## Source document
_____

Court of Appeals of Ohio, Fifth District, Stark County
May 7, 2001
Case No. 2000CA00133 (Ohio Ct. App. May. 7, 2001)

Opinion

Case No. 2000CA00133.

Date Of Judgment Entry: May 7, 2001.

Appeal from the Stark County Court of Common Pleas, Case No. 99CR1576.

For Plaintiff-Appellee J. LESLIE MARKIJOHN ASSISTANT PROSECUTOR P.O. Box 20049 Canton, Ohio 44701.

For Defendant-Appellant FRANK L. BEANE 46 Federal Avenue NW Massillon, Ohio 44647.

JUDGES: Hon. Julie A. Edwards, P.J. Hon. William B. Hoffman, J. Hon. Sheila G. Farmer, J.


OPINION


Defendant-appellant Tawann Smalls appeals his convictions and sentences on six counts of felonious assault, in violation of R.C. 2903.11, each with a firearm specification, and one count of having weapons while under disability, in violation of R.C. 2923.13, following a jury's verdict of guilty. Plaintiff-appellee is the State of Ohio.

STATEMENT OF THE FACTS AND CASE

On December 23, 1999, the Stark County Grand Jury indicted appellant on the aforementioned charges. At his arraignment on December 30, 1999, appellant entered pleas of not guilty to all the charges. The matter proceeded to jury trial on April 18, 2000. After the trial court addressed the prospective jurors, Attorney Stanley Tolliver, appellant's trial counsel, asked to approach the bench. Attorney Tolliver raised his concerns regarding the fact there were no African-Americans on the venire and appellant is an African-American. Attorney Tolliver requested the trial court assemble another panel. The trial court denied his request, but noted appellant's objection on the record. Thereafter, a jury was empaneled and the State presented its case.

Officer Nick Mercorelli of the Canton Police Department testified at approximately 10:00 p.m. on December 14, 1999, he and his partner, Officer Mark Diels, acquired information regarding drug activity at a residence located on the northwest corner of 7th Street and Jones Court in Canton, Ohio. This information supplemented information the Department had gathered during a six week investigation of the residence and its occupants. Upon receiving the information, Officer Mercorelli contacted two other patrol vehicles to assist him and his partner in responding to the location. Officers Mercorelli and Diels, as well as Officers James Meyers, Jason Gaug, Joseph Mongold, and Eric Stanbro parked their cruisers two blocks away from the residence. As they approached the residence, Officer Mercorelli observed an individual in a back alley. Mercorelli observed Officer Meyers address the individual. Immediately thereafter, Mercorelli heard a sound like somebody running or shouting, and saw Officers Meyers, Gaug, and Diels running toward the individual. Appellant was ultimately identified as this individual. Officer Mercorelli observed appellant run northbound onto Queen Court with the three officers in pursuit. After hearing several gun shots, Officers Mercorelli, Mongold, and Stanbro ran northbound toward the sound. As the officers ran toward 8th Street, Officer Mercorelli observed appellant lean over and fire several shots at him and Officers Stanbro and Mongold. Because Officers Meyers, Gaug, and Diels were still in pursuit, Officer Mercorelli proceeded in another direction in order to prevent the surrender of the perimeter. The officer did not see appellant again until he had been apprehended by the other officers.

_____

## Exercise 1
Render everything in the listing from the line containing "Target = handwritten sign" down to the end of the listing as a JSON list of strings, one string per line, leaving out blank lines.

_____

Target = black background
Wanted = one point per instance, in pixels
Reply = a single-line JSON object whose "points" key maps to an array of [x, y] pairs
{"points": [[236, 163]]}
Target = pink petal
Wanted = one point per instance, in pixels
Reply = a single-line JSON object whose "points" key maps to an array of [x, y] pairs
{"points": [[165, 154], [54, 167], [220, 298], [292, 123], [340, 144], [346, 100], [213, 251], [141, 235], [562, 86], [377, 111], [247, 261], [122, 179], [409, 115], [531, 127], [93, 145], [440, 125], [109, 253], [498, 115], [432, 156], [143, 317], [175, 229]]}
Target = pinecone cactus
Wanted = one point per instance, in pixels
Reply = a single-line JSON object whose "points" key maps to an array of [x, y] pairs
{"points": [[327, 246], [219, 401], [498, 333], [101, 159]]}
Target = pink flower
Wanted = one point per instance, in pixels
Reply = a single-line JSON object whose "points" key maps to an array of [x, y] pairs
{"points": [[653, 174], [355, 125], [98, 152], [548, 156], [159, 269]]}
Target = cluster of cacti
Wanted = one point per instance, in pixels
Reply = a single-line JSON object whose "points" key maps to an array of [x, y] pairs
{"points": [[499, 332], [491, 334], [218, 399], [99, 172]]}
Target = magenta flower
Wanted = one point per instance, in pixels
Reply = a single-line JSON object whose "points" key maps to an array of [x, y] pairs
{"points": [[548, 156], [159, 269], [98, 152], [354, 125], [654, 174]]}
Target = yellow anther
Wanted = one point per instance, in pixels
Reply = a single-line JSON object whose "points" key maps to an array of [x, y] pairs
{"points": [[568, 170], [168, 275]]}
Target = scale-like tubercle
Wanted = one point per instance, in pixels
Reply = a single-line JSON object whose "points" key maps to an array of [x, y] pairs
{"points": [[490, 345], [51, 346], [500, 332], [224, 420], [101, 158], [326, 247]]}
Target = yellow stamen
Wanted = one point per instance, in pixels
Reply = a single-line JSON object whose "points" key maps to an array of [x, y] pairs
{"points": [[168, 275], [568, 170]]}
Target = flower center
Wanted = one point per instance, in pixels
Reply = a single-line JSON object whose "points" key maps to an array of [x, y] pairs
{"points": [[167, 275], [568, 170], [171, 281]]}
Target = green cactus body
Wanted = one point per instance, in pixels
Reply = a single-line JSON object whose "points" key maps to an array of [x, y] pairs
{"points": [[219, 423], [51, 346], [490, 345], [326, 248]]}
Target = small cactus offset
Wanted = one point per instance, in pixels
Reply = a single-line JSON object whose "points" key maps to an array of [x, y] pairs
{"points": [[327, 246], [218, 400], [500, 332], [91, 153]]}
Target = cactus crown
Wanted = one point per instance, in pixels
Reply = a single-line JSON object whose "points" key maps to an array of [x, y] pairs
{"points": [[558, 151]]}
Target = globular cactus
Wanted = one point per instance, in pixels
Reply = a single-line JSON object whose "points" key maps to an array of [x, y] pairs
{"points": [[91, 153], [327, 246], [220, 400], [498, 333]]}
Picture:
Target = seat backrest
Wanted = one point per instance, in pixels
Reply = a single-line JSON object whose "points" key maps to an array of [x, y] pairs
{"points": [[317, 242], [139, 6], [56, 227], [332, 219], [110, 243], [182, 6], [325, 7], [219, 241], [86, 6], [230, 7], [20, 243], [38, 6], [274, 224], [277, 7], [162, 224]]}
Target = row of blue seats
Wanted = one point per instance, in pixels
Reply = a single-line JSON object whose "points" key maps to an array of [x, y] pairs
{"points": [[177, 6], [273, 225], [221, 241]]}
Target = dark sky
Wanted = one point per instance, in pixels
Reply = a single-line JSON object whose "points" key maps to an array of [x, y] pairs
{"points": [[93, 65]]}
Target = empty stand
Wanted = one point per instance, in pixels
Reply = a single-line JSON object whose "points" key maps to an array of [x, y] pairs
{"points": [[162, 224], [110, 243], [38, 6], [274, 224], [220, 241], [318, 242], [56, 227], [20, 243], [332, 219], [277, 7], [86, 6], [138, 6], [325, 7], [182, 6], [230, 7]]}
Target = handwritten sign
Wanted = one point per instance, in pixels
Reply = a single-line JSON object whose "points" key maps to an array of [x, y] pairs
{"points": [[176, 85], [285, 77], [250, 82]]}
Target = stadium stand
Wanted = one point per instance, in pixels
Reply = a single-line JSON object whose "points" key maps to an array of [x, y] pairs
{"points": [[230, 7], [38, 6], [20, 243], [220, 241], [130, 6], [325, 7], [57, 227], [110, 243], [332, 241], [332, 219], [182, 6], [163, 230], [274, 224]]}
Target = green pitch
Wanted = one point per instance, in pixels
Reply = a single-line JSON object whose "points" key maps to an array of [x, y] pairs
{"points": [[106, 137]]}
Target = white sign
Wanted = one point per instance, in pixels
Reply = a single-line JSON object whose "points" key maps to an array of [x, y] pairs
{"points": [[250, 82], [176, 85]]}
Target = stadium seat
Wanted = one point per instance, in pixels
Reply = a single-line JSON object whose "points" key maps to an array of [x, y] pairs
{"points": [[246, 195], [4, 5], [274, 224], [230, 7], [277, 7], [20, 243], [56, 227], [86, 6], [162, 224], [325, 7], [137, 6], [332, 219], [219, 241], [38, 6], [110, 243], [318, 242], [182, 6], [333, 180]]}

_____

## Exercise 2
Answer these questions from the court opinion:
(a) On what date did the matter proceed to jury trial?
(b) Who was the appellant's trial counsel?
(c) How long was the Department's investigation of the residence and its occupants?

## Response 1
[
  "Target = handwritten sign",
  "Wanted = one point per instance, in pixels",
  "Reply = a single-line JSON object whose \"points\" key maps to an array of [x, y] pairs",
  "{\"points\": [[176, 85], [285, 77], [250, 82]]}",
  "Target = stadium stand",
  "Wanted = one point per instance, in pixels",
  "Reply = a single-line JSON object whose \"points\" key maps to an array of [x, y] pairs",
  "{\"points\": [[230, 7], [38, 6], [20, 243], [220, 241], [130, 6], [325, 7], [57, 227], [110, 243], [332, 241], [332, 219], [182, 6], [163, 230], [274, 224]]}",
  "Target = green pitch",
  "Wanted = one point per instance, in pixels",
  "Reply = a single-line JSON object whose \"points\" key maps to an array of [x, y] pairs",
  "{\"points\": [[106, 137]]}",
  "Target = white sign",
  "Wanted = one point per instance, in pixels",
  "Reply = a single-line JSON object whose \"points\" key maps to an array of [x, y] pairs",
  "{\"points\": [[250, 82], [176, 85]]}",
  "Target = stadium seat",
  "Wanted = one point per instance, in pixels",
  "Reply = a single-line JSON object whose \"points\" key maps to an array of [x, y] pairs",
  "{\"points\": [[246, 195], [4, 5], [274, 224], [230, 7], [277, 7], [20, 243], [56, 227], [86, 6], [162, 224], [325, 7], [137, 6], [332, 219], [219, 241], [38, 6], [110, 243], [318, 242], [182, 6], [333, 180]]}"
]

## Response 2
(a) April 18, 2000
(b) Attorney Stanley Tolliver
(c) Six weeks